Task directions =
Output exactly the lines that run from the line with "Target: clock face" to the end of the material, both ends included, and no other lines.

*** Source information ***

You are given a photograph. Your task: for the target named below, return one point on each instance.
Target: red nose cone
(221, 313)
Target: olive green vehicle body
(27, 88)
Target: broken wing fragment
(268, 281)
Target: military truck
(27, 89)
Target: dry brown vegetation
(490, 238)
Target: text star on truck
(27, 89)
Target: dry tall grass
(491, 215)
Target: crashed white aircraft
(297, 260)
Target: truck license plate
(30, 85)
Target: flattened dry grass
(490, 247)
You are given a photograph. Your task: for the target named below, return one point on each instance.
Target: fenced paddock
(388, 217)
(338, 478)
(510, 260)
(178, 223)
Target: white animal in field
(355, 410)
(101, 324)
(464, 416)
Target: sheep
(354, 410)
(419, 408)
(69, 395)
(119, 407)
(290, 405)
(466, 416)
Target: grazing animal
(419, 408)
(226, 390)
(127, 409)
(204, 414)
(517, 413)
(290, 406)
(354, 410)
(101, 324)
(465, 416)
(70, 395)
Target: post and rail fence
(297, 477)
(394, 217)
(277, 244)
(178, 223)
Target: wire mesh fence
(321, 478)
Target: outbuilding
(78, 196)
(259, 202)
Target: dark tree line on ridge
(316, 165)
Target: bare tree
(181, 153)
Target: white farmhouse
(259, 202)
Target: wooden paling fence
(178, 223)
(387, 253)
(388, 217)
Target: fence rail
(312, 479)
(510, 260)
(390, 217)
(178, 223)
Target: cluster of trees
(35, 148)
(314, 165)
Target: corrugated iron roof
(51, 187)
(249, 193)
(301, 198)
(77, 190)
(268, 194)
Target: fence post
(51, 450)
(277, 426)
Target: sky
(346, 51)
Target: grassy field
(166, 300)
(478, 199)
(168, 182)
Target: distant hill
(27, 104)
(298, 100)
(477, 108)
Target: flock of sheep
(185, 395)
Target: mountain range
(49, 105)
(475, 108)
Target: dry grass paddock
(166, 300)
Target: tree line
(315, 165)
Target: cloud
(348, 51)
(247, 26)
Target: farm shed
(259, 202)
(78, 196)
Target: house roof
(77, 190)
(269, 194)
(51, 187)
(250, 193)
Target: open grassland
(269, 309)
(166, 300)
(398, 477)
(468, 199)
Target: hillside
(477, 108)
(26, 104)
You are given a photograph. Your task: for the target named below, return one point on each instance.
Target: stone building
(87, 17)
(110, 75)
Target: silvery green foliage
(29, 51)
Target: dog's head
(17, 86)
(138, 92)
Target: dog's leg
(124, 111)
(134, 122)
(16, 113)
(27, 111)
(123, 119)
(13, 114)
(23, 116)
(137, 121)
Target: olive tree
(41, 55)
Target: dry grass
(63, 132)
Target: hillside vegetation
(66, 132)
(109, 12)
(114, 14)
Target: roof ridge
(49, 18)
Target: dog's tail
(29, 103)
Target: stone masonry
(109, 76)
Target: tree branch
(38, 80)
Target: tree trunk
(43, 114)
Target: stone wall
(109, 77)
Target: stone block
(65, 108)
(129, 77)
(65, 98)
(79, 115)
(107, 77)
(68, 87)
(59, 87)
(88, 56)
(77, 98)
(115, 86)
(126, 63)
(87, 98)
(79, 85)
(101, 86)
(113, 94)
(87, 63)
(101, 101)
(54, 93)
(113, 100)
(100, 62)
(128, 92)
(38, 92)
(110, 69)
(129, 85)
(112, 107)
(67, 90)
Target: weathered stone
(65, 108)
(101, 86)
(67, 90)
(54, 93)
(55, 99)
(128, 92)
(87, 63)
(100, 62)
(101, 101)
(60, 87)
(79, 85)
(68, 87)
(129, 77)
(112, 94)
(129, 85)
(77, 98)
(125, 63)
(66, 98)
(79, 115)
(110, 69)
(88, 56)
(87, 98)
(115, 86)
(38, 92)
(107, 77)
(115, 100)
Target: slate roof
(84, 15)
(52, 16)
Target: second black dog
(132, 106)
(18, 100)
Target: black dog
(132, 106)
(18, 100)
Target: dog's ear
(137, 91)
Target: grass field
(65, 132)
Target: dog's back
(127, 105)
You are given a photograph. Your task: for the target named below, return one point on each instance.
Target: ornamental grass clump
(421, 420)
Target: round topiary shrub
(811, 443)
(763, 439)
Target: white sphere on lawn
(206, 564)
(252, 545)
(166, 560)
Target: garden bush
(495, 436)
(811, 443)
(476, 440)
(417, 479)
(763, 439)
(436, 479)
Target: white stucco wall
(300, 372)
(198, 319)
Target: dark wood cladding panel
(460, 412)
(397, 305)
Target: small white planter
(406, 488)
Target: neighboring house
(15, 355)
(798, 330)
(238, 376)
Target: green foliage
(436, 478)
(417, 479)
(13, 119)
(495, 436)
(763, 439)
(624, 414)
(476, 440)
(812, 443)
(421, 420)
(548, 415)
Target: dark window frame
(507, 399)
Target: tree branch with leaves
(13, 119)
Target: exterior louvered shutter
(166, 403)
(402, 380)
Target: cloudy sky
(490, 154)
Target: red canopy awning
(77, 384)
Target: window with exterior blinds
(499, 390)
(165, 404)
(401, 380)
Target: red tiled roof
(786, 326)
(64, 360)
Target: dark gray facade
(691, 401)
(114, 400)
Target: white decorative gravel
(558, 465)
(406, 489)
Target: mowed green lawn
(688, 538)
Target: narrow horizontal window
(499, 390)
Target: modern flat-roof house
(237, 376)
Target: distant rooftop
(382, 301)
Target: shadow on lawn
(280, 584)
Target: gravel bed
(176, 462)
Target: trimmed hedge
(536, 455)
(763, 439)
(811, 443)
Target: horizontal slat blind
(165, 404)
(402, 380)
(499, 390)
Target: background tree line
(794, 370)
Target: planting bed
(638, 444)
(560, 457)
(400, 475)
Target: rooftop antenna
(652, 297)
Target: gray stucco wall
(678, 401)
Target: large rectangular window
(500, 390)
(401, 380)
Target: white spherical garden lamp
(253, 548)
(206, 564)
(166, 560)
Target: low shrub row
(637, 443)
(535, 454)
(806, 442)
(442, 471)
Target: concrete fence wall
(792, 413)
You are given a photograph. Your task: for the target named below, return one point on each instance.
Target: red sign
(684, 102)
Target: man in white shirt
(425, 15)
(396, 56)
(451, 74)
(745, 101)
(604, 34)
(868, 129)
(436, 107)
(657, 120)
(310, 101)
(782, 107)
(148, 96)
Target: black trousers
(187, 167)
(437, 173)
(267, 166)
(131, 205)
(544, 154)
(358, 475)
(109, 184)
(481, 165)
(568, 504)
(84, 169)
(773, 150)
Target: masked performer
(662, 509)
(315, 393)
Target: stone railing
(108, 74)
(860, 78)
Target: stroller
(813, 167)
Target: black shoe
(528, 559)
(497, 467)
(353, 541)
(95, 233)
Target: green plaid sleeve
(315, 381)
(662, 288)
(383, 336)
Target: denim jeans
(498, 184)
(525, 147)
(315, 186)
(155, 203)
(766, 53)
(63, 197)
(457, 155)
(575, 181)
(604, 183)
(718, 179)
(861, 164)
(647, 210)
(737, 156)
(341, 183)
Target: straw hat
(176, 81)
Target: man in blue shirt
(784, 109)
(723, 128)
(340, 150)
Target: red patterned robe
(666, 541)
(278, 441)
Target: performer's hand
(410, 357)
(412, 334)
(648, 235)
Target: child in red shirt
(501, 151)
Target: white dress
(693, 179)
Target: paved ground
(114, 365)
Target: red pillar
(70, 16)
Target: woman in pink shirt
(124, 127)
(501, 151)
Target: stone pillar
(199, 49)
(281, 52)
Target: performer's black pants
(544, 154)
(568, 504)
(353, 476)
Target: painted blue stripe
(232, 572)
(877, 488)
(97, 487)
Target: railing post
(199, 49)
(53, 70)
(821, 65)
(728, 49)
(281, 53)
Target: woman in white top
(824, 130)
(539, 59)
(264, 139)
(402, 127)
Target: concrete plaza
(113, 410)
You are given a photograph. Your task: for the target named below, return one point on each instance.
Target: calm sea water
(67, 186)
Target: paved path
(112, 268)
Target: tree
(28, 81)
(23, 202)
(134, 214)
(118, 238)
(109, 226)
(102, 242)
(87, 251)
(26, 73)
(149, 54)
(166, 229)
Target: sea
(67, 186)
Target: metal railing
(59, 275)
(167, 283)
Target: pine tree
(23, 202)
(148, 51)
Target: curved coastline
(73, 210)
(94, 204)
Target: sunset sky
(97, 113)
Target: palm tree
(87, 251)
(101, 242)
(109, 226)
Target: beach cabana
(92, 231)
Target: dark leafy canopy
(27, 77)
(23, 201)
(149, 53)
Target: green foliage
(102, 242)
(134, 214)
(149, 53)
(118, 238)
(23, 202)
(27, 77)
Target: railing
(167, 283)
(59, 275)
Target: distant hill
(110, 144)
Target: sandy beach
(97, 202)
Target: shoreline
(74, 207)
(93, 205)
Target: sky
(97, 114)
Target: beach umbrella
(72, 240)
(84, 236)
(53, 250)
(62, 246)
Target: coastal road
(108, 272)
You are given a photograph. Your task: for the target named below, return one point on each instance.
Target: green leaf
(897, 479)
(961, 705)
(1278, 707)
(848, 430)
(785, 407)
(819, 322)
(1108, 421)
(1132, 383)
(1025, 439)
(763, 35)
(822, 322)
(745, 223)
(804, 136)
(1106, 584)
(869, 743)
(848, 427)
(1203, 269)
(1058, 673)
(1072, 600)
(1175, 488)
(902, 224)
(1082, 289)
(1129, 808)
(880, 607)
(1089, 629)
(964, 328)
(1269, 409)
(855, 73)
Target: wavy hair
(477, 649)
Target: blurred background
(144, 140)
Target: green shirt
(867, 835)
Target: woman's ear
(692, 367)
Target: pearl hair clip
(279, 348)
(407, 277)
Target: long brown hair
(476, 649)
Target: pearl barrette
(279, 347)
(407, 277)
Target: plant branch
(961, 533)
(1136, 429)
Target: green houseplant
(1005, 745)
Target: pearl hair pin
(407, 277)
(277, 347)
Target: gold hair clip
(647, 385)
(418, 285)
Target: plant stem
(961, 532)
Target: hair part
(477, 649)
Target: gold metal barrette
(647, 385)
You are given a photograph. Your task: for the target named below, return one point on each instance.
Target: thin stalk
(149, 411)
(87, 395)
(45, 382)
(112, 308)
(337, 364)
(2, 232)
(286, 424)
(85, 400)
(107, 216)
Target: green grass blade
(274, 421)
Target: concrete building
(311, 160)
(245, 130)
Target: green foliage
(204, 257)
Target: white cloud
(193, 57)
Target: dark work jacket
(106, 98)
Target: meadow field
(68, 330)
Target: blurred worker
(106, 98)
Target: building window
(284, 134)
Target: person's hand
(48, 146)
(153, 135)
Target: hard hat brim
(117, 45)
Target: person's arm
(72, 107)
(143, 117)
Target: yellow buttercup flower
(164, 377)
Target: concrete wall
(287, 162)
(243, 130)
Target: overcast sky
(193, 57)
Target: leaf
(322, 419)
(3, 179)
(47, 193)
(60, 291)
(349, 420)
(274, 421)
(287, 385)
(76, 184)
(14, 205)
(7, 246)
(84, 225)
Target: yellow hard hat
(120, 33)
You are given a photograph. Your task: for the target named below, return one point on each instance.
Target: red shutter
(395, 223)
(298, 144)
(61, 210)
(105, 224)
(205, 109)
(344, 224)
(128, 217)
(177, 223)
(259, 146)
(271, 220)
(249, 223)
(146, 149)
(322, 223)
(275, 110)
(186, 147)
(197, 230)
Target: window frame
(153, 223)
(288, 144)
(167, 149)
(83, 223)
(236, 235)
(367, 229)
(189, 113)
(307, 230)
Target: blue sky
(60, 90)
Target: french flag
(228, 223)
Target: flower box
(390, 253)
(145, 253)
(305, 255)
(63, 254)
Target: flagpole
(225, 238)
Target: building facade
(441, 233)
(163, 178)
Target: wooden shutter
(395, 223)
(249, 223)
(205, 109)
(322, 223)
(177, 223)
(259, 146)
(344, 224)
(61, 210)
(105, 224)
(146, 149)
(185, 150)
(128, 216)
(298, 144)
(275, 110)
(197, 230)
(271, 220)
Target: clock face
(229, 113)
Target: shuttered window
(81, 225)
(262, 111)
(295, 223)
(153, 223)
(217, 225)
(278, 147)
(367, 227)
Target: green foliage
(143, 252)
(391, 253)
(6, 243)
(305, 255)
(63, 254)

*** End of Source information ***

Result below =
Target: clock face
(229, 113)
Target: shuttered window
(81, 225)
(262, 111)
(295, 223)
(153, 223)
(217, 225)
(278, 147)
(367, 227)
Target: green foliage
(143, 252)
(391, 253)
(6, 243)
(305, 255)
(63, 254)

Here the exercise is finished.